**Extrait à lire:**

══════════

Quels sont les principaux enseignements de ce rapport ?

C’est un rapport atypique, car d’habitude la Cour des comptes dit qu’il faut faire des économies. Là, elle dit qu’il faut donner les moyens au bio, donc on est ravis. En s’appuyant sur la littérature scientifique de renommée, le rapport décrit toutes les aménités positives du bio et les factualise. Que ce soit pour l’eau, puisqu’on économise sur la dépollution, ou pour préserver la biodiversité. Il y a 30 % d’espèces en plus sur une ferme bio, et elles sont 50 % plus abondantes. En matière de santé aussi, il y a un bénéfice collectif. Enfin, il officialise le fait que le bio est créateur d’emplois, et bon pour la résilience alimentaire puisque seul un tiers des produits bio consommés en France est importé.

Quels sont les intérêts du rapport pour une agence comme la vôtre ?

Ce rapport tombe au moment où certains vendeurs de pesticides de synthèse disent qu’il faut arrêter le bio. On est toujours assez étonnés quand on voit ça. Et là, le rapport vient dire que le bio a fait ses preuves pour la transition écologique. En tant qu’Agence bio, on vise l’objectivité. La Cour des comptes ne reprend pas les communications d’ONG, mais de l’Institut national de recherche pour l’agriculture, l’alimentation et l’environnement (Inrae), des instituts techniques agricoles, de l’Inserm, bref, de chercheurs objectifs au service de l’intérêt général. Ce rapport nous permet à la fois d’avoir un manuel où sont indexées toutes les conclusions de ces chercheurs, et de dépassionner le débat. C’est une source en or. Il n’est pas écrit par des gens du bio mais par la Cour des comptes, une référence d’objectivité de la République, qui ne peut pas être taxée de militantisme. Par exemple sur la création d’emplois, supérieure en bio par rapport au conventionnel, c’est quelque chose qu’on s’époumone à dire depuis des années. On espère que quand c’est la Cour des comptes qui parle, ça va intéresser le grand public.

Quel est le rôle de l’Agence bio dans ce contexte ?

Notre valeur ajoutée, c’est de faire la promotion de ce mode de production. On veut se repositionner au service des filières, comme une agence d’intérêt général. On a deux messages. Le premier, c’est que manger bio est bon pour le collectif, pour l’eau et la biodiversité, surtout au moment où la biodiversité s’effondre. Le second, c’est un message pour le consommateur. Quand vous expliquez à un citoyen ce qu’est vraiment le bio, mécaniquement il va en mettre plus dans son assiette. Il va changer son alimentation. Il va manger plus de légumineuses, plus de légumes de saison, mieux choisir sa viande et moins gaspiller.

══════════

**Données:**
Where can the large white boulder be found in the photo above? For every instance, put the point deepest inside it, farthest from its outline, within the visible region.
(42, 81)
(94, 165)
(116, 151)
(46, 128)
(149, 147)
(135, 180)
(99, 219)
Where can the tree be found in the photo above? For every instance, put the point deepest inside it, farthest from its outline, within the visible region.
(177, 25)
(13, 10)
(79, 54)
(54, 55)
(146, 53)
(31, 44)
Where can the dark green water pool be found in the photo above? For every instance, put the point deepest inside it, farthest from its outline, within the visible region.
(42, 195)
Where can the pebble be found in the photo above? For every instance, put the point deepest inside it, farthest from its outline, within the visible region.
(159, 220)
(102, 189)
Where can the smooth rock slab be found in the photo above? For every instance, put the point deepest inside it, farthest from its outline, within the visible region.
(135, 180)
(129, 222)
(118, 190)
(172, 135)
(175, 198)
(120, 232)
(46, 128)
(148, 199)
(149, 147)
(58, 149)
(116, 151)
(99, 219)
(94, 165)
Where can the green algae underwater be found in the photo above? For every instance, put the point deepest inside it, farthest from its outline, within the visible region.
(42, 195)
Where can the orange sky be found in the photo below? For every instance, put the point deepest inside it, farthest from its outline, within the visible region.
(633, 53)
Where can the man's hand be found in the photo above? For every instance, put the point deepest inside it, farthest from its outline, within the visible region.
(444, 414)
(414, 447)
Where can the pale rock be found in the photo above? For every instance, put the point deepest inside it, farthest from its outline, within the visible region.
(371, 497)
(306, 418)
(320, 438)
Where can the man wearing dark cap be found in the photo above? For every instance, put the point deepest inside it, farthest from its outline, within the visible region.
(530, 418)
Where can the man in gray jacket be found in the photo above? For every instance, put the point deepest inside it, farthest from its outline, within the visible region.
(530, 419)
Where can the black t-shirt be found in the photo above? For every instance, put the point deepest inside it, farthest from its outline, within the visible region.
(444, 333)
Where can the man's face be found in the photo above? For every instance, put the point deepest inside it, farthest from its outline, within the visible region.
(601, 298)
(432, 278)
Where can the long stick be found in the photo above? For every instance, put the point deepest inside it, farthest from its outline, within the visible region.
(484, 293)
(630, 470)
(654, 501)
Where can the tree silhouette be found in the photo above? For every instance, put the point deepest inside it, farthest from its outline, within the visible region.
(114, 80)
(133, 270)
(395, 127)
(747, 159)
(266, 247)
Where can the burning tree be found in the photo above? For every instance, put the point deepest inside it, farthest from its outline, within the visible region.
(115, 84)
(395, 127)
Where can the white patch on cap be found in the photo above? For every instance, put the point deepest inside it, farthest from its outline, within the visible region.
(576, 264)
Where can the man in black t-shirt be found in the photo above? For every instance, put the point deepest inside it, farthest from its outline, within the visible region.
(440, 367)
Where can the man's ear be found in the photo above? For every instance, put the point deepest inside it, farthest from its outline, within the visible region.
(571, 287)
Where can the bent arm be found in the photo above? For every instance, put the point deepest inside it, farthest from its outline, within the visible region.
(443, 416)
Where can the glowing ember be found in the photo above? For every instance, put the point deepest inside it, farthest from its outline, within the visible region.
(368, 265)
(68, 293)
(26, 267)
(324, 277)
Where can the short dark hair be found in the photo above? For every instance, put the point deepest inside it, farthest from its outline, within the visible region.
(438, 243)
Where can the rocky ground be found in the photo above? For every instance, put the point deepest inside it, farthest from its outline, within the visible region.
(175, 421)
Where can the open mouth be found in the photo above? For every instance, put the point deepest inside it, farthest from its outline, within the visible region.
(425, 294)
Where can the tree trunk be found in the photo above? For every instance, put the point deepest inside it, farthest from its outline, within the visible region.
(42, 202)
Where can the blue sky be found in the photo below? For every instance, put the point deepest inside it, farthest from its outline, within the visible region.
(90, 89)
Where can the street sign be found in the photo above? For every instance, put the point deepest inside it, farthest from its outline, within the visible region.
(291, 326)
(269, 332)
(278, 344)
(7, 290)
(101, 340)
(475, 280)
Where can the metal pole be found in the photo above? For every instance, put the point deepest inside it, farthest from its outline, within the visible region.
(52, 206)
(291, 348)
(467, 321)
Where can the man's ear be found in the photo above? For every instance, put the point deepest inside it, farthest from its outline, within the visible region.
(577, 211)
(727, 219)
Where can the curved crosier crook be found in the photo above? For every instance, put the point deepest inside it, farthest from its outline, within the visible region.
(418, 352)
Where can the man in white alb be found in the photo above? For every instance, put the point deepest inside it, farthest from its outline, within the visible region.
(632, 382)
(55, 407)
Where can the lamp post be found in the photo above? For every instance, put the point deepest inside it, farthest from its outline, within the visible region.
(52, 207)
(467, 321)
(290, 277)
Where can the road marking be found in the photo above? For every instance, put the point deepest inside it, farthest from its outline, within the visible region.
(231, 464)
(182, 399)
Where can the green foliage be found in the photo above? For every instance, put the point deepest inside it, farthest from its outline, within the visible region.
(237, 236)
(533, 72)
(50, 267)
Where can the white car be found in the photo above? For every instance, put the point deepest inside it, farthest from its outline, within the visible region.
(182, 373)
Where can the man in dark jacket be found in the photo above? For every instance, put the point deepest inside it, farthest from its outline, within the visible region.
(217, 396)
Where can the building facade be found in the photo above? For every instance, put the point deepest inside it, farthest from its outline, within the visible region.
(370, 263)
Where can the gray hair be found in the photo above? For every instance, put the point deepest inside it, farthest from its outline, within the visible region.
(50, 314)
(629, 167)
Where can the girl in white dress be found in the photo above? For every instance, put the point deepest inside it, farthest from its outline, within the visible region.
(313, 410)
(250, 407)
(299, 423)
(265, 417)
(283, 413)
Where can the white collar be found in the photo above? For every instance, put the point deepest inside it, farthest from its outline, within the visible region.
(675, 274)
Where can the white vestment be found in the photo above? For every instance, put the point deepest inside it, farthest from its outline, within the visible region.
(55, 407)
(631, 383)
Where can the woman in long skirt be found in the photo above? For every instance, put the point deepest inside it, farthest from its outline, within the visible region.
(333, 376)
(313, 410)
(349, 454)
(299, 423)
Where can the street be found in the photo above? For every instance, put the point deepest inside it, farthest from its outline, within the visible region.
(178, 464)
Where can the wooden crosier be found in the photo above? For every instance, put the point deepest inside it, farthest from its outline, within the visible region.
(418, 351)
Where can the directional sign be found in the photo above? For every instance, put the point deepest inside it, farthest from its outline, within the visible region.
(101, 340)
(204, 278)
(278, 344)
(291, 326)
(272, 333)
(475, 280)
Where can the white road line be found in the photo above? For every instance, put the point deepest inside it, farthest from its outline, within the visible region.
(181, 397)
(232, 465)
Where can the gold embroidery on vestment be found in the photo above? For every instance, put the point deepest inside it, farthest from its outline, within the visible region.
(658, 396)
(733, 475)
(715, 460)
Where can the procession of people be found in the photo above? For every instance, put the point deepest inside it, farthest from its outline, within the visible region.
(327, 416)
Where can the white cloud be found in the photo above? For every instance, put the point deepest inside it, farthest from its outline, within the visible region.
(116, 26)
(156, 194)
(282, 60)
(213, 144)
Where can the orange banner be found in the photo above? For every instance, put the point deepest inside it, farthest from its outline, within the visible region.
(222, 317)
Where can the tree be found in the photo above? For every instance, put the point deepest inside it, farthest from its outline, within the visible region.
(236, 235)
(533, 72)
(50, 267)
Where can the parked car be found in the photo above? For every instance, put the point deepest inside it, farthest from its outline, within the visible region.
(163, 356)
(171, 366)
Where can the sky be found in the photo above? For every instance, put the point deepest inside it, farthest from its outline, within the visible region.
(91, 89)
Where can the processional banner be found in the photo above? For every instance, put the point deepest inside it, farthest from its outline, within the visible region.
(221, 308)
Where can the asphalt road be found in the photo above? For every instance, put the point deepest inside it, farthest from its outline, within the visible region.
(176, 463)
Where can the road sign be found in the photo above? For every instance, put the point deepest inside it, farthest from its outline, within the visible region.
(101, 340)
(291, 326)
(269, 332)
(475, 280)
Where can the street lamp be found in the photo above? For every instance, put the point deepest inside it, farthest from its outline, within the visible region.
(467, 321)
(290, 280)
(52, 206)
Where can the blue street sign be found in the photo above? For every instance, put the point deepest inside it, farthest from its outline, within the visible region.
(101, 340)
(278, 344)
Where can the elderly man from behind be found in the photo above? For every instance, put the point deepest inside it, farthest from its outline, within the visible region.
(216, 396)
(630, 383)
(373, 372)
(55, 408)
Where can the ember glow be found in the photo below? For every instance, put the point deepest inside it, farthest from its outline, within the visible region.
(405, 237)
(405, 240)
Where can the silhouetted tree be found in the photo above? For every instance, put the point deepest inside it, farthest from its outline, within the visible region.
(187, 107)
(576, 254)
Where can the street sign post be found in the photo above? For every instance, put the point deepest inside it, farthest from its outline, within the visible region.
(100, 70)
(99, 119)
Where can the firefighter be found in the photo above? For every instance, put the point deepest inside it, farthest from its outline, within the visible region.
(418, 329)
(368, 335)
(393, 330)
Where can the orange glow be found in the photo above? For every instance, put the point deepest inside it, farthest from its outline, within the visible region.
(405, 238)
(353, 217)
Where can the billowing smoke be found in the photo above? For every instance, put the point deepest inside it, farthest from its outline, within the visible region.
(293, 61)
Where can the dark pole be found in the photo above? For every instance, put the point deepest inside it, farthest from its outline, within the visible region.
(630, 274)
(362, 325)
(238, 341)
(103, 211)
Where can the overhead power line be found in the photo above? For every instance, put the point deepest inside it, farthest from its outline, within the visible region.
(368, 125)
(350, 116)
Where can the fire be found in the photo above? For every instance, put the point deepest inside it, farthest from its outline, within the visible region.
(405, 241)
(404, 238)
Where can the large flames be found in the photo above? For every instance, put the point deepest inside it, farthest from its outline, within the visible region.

══════════

**Consigne A:** Restituez le passage de l'extrait sur le bio qui commence aux mots « Quels sont les principaux » et s'arrête après les mots « comme la vôtre ? ».
**Consigne B:** D'après l'extrait sur le bio, les affirmations suivantes sont-elles vraies ? Répondez par oui ou par non et citez à chaque fois les mots de l'extrait qui tranchent. (i) Deux tiers des produits bio consommés en France sont importés. (ii) Une ferme bio compte 30 % d'espèces en plus. (iii) La Cour des comptes reprend les communications d'ONG.
**Consigne C:** Poursuivez l'extrait sur le bio à partir de sa dernière phrase.
Les enregistrements forment un ensemble à part, sans lien avec l'extrait sur le bio.

**Réponse A:**
Quels sont les principaux enseignements de ce rapport ?

C’est un rapport atypique, car d’habitude la Cour des comptes dit qu’il faut faire des économies. Là, elle dit qu’il faut donner les moyens au bio, donc on est ravis. En s’appuyant sur la littérature scientifique de renommée, le rapport décrit toutes les aménités positives du bio et les factualise. Que ce soit pour l’eau, puisqu’on économise sur la dépollution, ou pour préserver la biodiversité. Il y a 30 % d’espèces en plus sur une ferme bio, et elles sont 50 % plus abondantes. En matière de santé aussi, il y a un bénéfice collectif. Enfin, il officialise le fait que le bio est créateur d’emplois, et bon pour la résilience alimentaire puisque seul un tiers des produits bio consommés en France est importé.

Quels sont les intérêts du rapport pour une agence comme la vôtre ?

**Réponse B:**
(i) Non : « seul un tiers des produits bio consommés en France est importé ».
(ii) Oui : « Il y a 30 % d’espèces en plus sur une ferme bio ».
(iii) Non : « La Cour des comptes ne reprend pas les communications d’ONG ».

**Réponse C:**
Avant, il ne fallait pas communiquer sur le fait qu’il fallait manger bio, parce qu’on n’avait pas assez de produits. Donc on a relocalisé et contribué à monter des filières, comme pour la fleur d’oranger ou le lait de chèvre. Il fallait stimuler la production. Aujourd’hui, il faut expliquer au consommateur pourquoi il faut en manger.

Il y a une baisse de la consommation de produits bio cette année. Peut-on dire que la filière est en crise ?

Le bio est dans une situation contrastée. La situation est différente entre la grande distribution et la distribution spécialisée. Il y a peut-être une période de surchauffe, mais on voit que ce qui est porteur, c’est le bio qui est aussi local. Cela marche très bien en vente directe. La loi Egalim [qui prévoit de passer à 20 % de bio dans les cantines, ndlr] fait aussi monter le bio.

Si des agriculteurs veulent passer en bio, il faut leur trouver des relais de croissance. Il faut que les turbulences retombent pour la consommation à domicile, et que les chefs et restaurateurs se saisissent du bio. On voit dans le rapport de la Cour des comptes que cela fait du bien à tout le monde quand les agriculteurs se convertissent. Les agences de l’eau préfèrent quand les agriculteurs autour des points de captage sont en bio. Donc c’est à nous de nous organiser pour leur dérouler le tapis rouge quand ils arrivent sur le marché. Ce rapport va nous permettre de remettre le bio au cœur de la transition alimentaire des Français.